Raw records.
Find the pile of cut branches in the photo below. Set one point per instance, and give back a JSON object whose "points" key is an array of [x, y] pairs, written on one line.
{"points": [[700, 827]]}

==

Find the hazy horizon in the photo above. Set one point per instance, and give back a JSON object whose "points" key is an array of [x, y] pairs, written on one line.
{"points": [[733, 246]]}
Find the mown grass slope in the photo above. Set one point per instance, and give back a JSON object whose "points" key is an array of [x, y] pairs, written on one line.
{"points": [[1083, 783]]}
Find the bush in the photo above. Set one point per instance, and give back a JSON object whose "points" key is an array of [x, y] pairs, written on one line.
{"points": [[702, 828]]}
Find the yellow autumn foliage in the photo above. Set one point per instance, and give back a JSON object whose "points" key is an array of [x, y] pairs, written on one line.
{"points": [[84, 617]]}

--

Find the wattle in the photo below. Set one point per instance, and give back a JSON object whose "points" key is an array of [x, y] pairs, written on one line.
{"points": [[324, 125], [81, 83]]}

Goal.
From the items above, pull out every line containing the string "below", and treat uppercase and lowercase as different.

Answer to the problem.
Find the pile of cut branches in the photo below. Set one point per instance, and give back a JSON object whose "points" key is an array of [x, y] pairs, written on one line.
Find the wattle in the photo below. Set one point per instance, and give back a JSON object whose "points" key is an array of [x, y] pairs, written on one line.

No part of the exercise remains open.